▶ _Texte proposé_:
Le Buis commun : dur, dur la vie éternelle !

Buxus sempervirens L.

 

 

 

Cette légende va vous introduire le Buis toujours vert

« Quand le Christ mourut sur la croix, les feuilles du Buis s'assombrirent et se serrèrent les unes contre les autres. La plante qui se pavanait au sommet du Caucase décida qu'en signe d'angoisse, elle habiterait désormais les collines incultes et pierreuses. Ses branches dans les nécropoles ourleront les allées funéraires et ses rameaux toujours verts évoqueront la triomphale entrée de l'homme Dieu dans les rues ensoleillées de Jérusalem. »

Les petites feuilles du Buis d'Artois sont persistantes, d'un beau vert tendre à l'état jeune puis vert foncé, brillantes et coriaces avec le temps. Les feuilles à courts pétioles, opposées et nombreuses, serrées sur des rameaux très ramifiés, l'arbuste pousse très lentement mais pouvant vivre jusqu'à 700 ans.

▶ _Mise en pratique_:
• 1. D'après le texte sur le buis commun, jusqu'à quel âge cet arbuste peut-il vivre ?
• 2. Indiquez si chacune des affirmations suivantes concorde avec le texte sur le buis commun, en citant les mots du texte qui tranchent. (a) Les jeunes feuilles du buis sont d'un vert foncé. (b) Le buis pousse très lentement. (c) Les feuilles du buis sont persistantes.
• 3. Prolongez le texte sur le buis commun à partir de sa dernière phrase.
Les lignes qui suivent n'ont aucun rapport avec le texte sur le buis commun.

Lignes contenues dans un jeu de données
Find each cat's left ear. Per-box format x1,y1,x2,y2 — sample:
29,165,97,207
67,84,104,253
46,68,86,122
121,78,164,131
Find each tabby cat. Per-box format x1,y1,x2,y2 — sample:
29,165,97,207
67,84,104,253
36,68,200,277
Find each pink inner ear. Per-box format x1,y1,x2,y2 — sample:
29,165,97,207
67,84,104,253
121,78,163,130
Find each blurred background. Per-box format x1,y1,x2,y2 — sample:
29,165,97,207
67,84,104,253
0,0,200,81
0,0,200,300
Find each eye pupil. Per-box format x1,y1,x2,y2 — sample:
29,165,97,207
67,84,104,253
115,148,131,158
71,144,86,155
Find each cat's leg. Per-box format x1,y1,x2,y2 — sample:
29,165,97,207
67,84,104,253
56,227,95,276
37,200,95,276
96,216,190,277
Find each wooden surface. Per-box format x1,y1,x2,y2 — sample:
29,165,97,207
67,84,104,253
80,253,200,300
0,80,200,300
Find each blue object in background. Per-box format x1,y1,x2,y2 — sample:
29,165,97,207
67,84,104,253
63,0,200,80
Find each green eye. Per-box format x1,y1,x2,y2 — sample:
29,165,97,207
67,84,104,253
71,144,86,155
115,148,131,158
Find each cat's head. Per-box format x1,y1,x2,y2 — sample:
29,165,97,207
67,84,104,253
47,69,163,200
--
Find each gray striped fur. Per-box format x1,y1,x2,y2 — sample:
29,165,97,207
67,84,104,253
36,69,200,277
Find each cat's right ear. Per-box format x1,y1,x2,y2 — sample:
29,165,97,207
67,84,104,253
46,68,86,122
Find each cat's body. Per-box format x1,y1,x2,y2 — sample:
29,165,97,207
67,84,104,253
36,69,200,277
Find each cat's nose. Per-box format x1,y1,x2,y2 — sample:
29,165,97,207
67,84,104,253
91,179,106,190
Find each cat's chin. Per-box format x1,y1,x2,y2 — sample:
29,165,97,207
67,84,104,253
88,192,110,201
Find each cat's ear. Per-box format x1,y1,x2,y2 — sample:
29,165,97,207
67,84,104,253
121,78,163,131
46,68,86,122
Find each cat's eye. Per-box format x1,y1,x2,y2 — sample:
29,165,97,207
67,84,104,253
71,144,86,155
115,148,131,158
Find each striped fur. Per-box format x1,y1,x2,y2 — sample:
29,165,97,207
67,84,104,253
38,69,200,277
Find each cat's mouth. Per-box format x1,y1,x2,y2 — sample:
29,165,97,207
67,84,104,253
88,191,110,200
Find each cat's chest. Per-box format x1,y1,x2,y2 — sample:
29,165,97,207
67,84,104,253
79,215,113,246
==
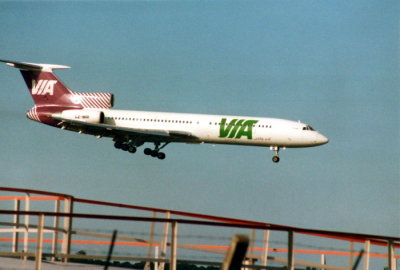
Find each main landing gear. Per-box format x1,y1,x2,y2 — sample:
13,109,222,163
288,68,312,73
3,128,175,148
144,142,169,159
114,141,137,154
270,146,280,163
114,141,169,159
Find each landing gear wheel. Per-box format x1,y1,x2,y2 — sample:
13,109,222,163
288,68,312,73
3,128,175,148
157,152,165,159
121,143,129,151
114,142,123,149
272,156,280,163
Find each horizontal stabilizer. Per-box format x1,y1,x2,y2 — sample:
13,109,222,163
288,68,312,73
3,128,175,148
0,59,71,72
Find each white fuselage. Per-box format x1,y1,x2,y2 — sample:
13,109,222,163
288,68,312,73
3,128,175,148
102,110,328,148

▶ _Résultats des exercices_:
• 1. Jusqu'à 700 ans.

• 2.
(a) Non : « d'un beau vert tendre à l'état jeune puis vert foncé ».
(b) Oui : « l'arbuste pousse très lentement ».
(c) Oui : « Les petites feuilles du Buis d'Artois sont persistantes ».

• 3.
Il pousse spontanément sur les versants buissonneux des moyennes montagnes ensoleillés de l'Espagne à l'Angleterre. A l'état sauvage, on le trouve surtout sur les terrains calcaires et caillouteux et sa feuille sera plus claire, voire presque jaune. Par contre, dans les endroits humides ou ombragés, sa feuille verte sera plus grande et plus sombre.

Pour les Gaulois, le feuillage toujours vert du Buis représentait l'éternité. Cette croyance païenne a été reprise dans la liturgie catholique qui utilise le jour des Rameaux, du Buis béni pour préfigurer la Résurrection du Christ et signifier l'immortalité de l'âme et la résurrection des morts. Certains paysans bretons, plus cupides que croyants, plaçaient quant à eux un rameau de Buis à l'entrée de chaque champ pour que la récolte soit abondante et de bonne qualité , tandis que la maitresse de maison, plaçait un rameau derrière le crucifix pour protéger son foyer de la peste.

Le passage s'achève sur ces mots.